▶ **TASKS TO CARRY OUT**
1 - Transcribe the stretch of the Rutgers union press release from "The press conference" through "Adjunct Faculty Union.".
2 - In the Rutgers union press release, how many unions are still seeking new contracts, and how many people do they represent?

Administration Is Still Dragging Its Feet with a Month Left in the School Year, Leaders Say

Interview Availabilities and Press Conference
Wednesday, March 29, 2:45 p.m., outside Cook Campus Center (59 Biel Rd., New Brunswick)
NEW BRUNSWICK, NJ—Members and leaders of unions at Rutgers University will speak to the media at 2:45 p.m. on Wednesday, March 29, about their goals for achieving new contracts, the status of negotiations, and votes to authorize strikes in several unions.
The press conference will be held outside Cook Campus Center (59 Biel Rd.), where a top Rutgers administrator will be giving a presentation on the university’s finances—and facing questions from union members who believe Rutgers has the money to afford fair contracts.
A dozen unions representing over 15,000 people are still seeking new contracts with just a month left in the school year. Union leaders say the Rutgers administration has dragged out bargaining for nearly a year, ignoring some union proposals and making inadequate counteroffers on others. Members are fed up and determined to do whatever it takes, said Amy Higer, president of the Rutgers Adjunct Faculty Union.
“It’s been a year and half since we’ve had a raise, and we’ve been trying to negotiate a new contract since last summer,” Higer said. “We’re asking for very reasonable things: salaries commensurate with those who teach the same courses as we do; minimal job security and stability for long-serving adjuncts; and access to affordable health insurance for those who need it. Yet the administration refuses to take our core demands seriously. Our members are out of patience.”

▶ **MATERIAL SHOWN**
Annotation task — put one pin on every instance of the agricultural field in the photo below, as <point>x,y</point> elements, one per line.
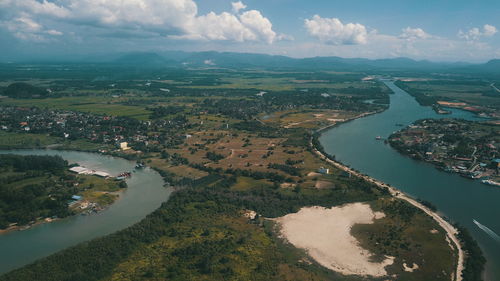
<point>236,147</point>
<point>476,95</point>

---

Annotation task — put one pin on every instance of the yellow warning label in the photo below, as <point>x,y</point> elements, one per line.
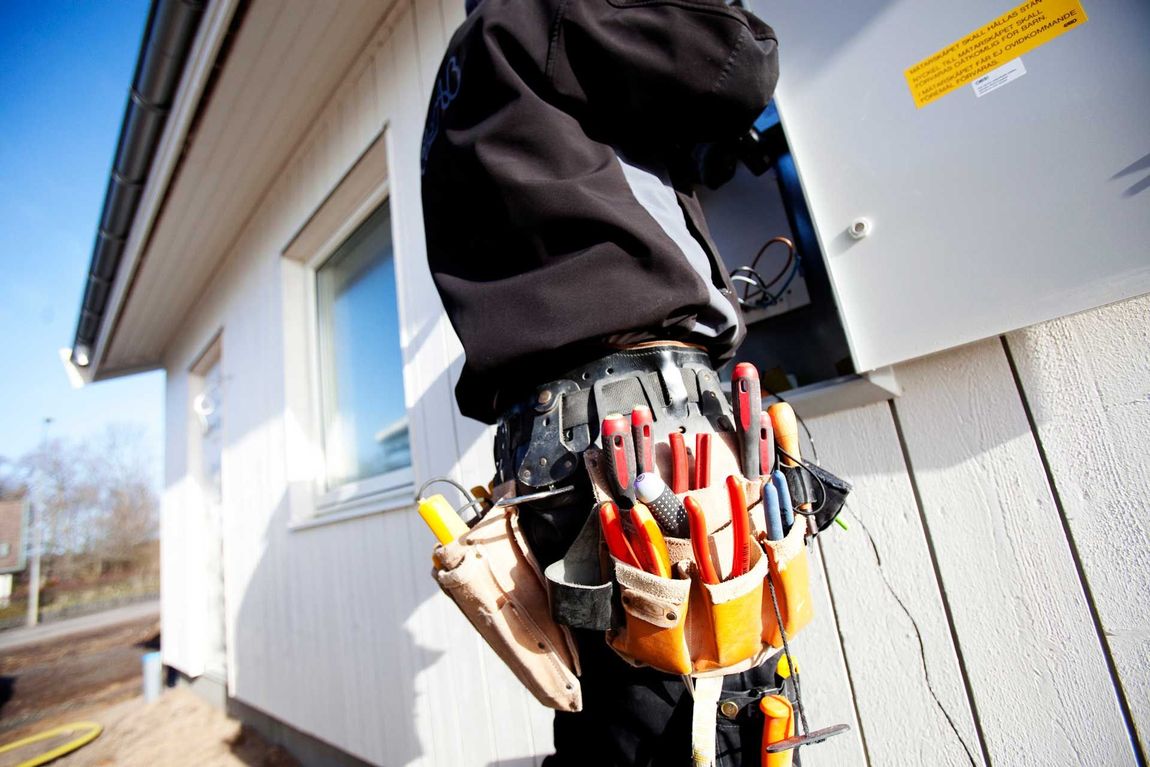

▶ **ANSWERS FOR THIS EXERCISE**
1 -
The press conference will be held outside Cook Campus Center (59 Biel Rd.), where a top Rutgers administrator will be giving a presentation on the university’s finances—and facing questions from union members who believe Rutgers has the money to afford fair contracts.
A dozen unions representing over 15,000 people are still seeking new contracts with just a month left in the school year. Union leaders say the Rutgers administration has dragged out bargaining for nearly a year, ignoring some union proposals and making inadequate counteroffers on others. Members are fed up and determined to do whatever it takes, said Amy Higer, president of the Rutgers Adjunct Faculty Union.

2 - A dozen unions, representing over 15,000 people.